- [Extracted entries]
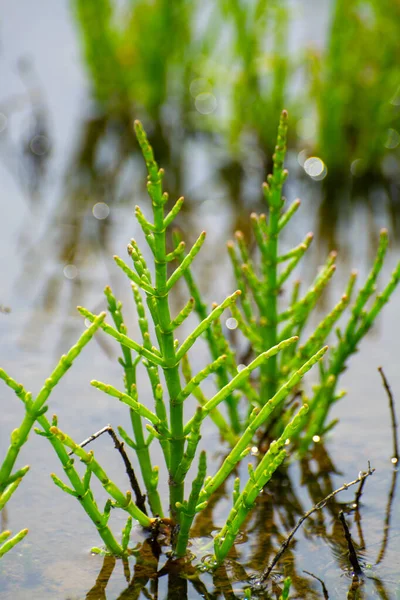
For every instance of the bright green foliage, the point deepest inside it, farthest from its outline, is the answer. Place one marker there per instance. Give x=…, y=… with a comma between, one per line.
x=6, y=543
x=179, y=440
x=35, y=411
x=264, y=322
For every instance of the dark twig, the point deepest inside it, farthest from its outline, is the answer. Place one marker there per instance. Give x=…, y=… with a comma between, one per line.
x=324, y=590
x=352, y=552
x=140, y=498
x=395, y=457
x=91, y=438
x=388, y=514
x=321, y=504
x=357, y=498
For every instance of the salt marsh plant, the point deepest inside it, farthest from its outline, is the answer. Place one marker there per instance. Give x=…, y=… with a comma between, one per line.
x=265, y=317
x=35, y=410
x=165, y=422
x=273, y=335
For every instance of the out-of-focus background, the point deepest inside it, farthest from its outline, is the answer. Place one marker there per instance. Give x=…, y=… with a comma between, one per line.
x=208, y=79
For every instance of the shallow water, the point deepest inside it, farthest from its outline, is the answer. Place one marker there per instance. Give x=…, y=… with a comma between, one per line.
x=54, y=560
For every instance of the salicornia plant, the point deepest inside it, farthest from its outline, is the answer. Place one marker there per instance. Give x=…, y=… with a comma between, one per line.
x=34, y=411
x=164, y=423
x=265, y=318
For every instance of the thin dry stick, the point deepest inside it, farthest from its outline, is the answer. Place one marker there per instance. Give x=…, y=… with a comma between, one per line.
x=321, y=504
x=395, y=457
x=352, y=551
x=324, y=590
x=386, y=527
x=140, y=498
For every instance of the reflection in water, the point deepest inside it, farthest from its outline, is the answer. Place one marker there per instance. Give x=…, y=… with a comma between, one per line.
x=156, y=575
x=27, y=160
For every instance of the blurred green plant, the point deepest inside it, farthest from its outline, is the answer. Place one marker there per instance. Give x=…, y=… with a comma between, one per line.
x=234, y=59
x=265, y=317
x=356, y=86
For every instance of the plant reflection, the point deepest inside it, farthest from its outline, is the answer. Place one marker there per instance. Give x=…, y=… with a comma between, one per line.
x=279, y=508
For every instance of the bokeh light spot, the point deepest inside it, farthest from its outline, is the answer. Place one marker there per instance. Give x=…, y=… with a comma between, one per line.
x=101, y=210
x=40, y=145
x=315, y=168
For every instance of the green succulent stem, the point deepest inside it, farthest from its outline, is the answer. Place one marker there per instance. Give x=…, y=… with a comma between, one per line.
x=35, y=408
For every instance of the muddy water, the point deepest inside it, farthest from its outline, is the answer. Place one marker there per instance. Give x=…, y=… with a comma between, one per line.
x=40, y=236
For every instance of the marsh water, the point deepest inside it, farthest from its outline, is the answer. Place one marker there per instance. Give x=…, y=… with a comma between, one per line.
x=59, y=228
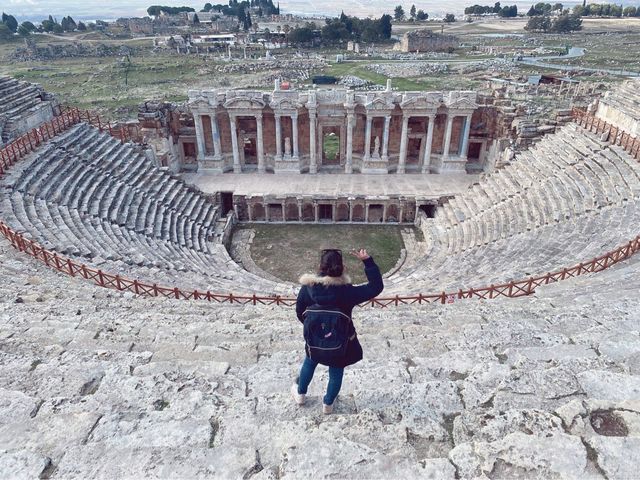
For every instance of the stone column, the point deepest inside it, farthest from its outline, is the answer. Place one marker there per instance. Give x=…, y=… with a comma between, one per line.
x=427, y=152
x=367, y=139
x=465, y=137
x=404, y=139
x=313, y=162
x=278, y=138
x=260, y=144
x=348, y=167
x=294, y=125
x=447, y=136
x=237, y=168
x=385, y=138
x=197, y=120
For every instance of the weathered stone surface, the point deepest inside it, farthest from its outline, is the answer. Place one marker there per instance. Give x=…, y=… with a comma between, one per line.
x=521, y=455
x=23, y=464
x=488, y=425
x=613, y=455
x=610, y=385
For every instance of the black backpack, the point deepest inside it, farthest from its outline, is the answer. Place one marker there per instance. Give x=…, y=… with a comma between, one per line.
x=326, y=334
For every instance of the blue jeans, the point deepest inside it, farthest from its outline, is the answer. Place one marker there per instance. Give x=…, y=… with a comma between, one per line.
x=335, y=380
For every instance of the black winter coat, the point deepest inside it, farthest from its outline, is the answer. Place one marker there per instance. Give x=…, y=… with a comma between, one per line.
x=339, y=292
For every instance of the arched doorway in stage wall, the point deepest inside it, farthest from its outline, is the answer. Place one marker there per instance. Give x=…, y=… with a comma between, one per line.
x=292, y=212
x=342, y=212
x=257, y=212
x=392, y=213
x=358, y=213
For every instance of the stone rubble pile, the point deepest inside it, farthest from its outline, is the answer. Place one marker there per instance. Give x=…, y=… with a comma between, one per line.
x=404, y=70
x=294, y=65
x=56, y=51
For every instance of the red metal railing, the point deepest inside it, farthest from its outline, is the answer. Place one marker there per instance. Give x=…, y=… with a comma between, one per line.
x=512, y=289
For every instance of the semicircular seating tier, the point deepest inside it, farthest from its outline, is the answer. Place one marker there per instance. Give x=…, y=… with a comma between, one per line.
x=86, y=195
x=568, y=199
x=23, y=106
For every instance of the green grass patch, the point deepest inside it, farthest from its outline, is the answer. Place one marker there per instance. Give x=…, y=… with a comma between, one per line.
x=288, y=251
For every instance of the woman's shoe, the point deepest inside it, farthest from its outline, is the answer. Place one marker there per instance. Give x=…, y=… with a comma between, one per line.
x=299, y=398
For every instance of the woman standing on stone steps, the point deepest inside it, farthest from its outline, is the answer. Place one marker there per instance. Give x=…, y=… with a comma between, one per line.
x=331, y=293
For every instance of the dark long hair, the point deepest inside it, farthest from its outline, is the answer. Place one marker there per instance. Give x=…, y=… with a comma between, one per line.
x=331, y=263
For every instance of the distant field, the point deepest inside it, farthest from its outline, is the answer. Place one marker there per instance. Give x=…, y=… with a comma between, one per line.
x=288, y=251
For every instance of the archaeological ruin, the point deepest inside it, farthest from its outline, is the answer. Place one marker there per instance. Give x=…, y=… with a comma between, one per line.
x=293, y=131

- [Stated exercise] Copy out all the records above word for word, leaving out the pictures.

- [Written answer]
For every instance of the bright green foliage, the point deepest inside it, farthest from its outline, is the answer. Place one marker there per instance. Give x=…, y=… with a comma between, one per line.
x=6, y=543
x=179, y=440
x=35, y=411
x=264, y=322
For every instance of the dark twig, the point deepest inside it, farthest from its outline, is the answer. Place one marker there per instance. Give x=…, y=… with a comma between, one per line.
x=324, y=590
x=352, y=552
x=140, y=498
x=395, y=457
x=91, y=438
x=388, y=514
x=321, y=504
x=357, y=498
For every instance of the salt marsh plant, the point deepest inside it, farthest from its outline, is the answer. Place one marker there per instance. Give x=…, y=… with a comma between, one per line.
x=265, y=317
x=35, y=410
x=165, y=422
x=273, y=335
For every instance of the out-of-focus background, the point deepest inside it, farthest from its outline, is the answer. Place one marker there per instance. Give x=…, y=… with a comma between, one per line.
x=208, y=79
For every instance of the shallow water, the point deepest inside it, farthest from its outline, is the answer. Place one marker there per instance. Give x=…, y=… with a comma between, one per line.
x=54, y=560
For every instance of the salicornia plant, the point deepest inside it, farthest from its outline, is the answer. Place one marker there per instance. Give x=…, y=… with a comma between, one per line.
x=34, y=411
x=164, y=423
x=265, y=318
For every instance of the thin dry stick, the point deepest inside it, farthest from its outline, is the answer. Place one marker there per instance. Give x=…, y=… with a comma between, one per line.
x=321, y=504
x=395, y=457
x=352, y=551
x=324, y=590
x=386, y=527
x=140, y=498
For every instance of the reflection in water, the point deepest inside it, farthest from its outline, is the answer. Place one marker there per instance. Give x=…, y=… with a comma between, one per line.
x=156, y=575
x=27, y=160
For every instance of the blurred green plant, the point deepest inside it, farthest from its outline, is the answer. Place one marker there per instance. Give x=…, y=… with a comma between, one per line.
x=234, y=59
x=265, y=317
x=356, y=86
For every instance of the plant reflection, the point deepest inside it, farthest from its outline, is the answer. Place one marker there per instance. Give x=…, y=… with a comma between, one per line.
x=279, y=508
For every instance of the bokeh light spot, the point deepest inside it, farthest from its outline, is the answer. Place one marker there per instance. Give x=…, y=… with a comma between, one per line.
x=101, y=210
x=40, y=145
x=315, y=168
For every instance of the green succulent stem, the point deepest inside it, farthest from its outline, is the answer. Place one marker there per instance. Give x=…, y=… with a comma between, one per line.
x=35, y=408
For every instance of the muddy water, the point deepest inside it, farthest from its outline, is the answer. Place one marker there per instance. Give x=…, y=… with a comma between, one per line.
x=40, y=236
For every instance of the marsh water, the point deepest inside it, farthest from its outline, is the answer. Place one marker there per instance. Give x=…, y=… with a comma between, one per line.
x=59, y=228
For every instance of the stone column, the point deepest inside it, farthest from its outline, is the answer. Place one marker there per instance. Give x=…, y=… with a comma between, one per line.
x=427, y=152
x=367, y=139
x=465, y=137
x=404, y=139
x=313, y=162
x=278, y=138
x=260, y=144
x=348, y=167
x=294, y=125
x=447, y=136
x=237, y=168
x=385, y=138
x=197, y=120
For every instance of the weathered stone surface, the point deepest inside it, farthest from its outline, is the answer. Place one marker there per instance. Give x=…, y=… with a comma between, one per line.
x=521, y=455
x=23, y=464
x=488, y=425
x=613, y=455
x=610, y=385
For every instance of the black backpack, the point deepest inside it, farthest from its outline, is the answer. Place one marker there per instance. Give x=…, y=… with a comma between, one per line.
x=326, y=334
For every instance of the blue jeans, the point deepest inside it, farthest from its outline, is the answer. Place one marker there per instance. Give x=…, y=… with a comma between, one per line.
x=335, y=380
For every instance of the black winter coat, the point deepest inside it, farthest from its outline, is the answer. Place one marker there per instance. Give x=…, y=… with a comma between, one per line.
x=339, y=292
For every instance of the arched doorway in stage wall, the point deepest inside it, farthest from its outline, is the answer. Place one marker there per instance. Give x=…, y=… with a comma between, one per line.
x=292, y=212
x=342, y=212
x=257, y=212
x=392, y=213
x=358, y=213
For every instance of the stone rubble pile, the point deepest inside it, farthest from its outline, is the answer. Place one marker there per instance. Give x=…, y=… with a comma between, one per line.
x=404, y=70
x=294, y=65
x=56, y=51
For every instance of the red metal railing, the point deepest inside it, farthest from its outline, is the answer. Place one marker there per instance. Give x=…, y=… with a comma between, one per line.
x=512, y=289
For every instance of the semicircular seating tier, the point deepest inside it, farthest from its outline, is the answer. Place one marker there per instance. Give x=…, y=… with a comma between, one per line.
x=86, y=195
x=568, y=199
x=23, y=106
For every instance of the green grass patch, the point deepest inside it, farthest from its outline, is the answer. Place one marker there per instance. Give x=…, y=… with a comma between, one per line.
x=288, y=251
For every instance of the woman's shoe, the point deepest inside it, farthest from its outline, is the answer. Place one marker there per instance. Give x=…, y=… with a comma between, one per line.
x=299, y=398
For every instance of the woman standing on stone steps, the point deepest inside it, farthest from its outline, is the answer. Place one marker there per instance. Give x=…, y=… with a comma between, one per line.
x=331, y=293
For every instance of the dark long hair, the point deepest inside it, farthest from its outline, is the answer. Place one marker there per instance. Give x=…, y=… with a comma between, one per line.
x=331, y=263
For every instance of the distant field, the point deepest inside it, farthest from its outline, is the answer. Place one marker there per instance. Give x=…, y=… with a comma between, one per line.
x=288, y=251
For every instance of the archaeological ruin, the point deepest inside it, farthest from its outline, is the answer. Place one marker there per instance. Give x=…, y=… with a comma between, one per line.
x=293, y=131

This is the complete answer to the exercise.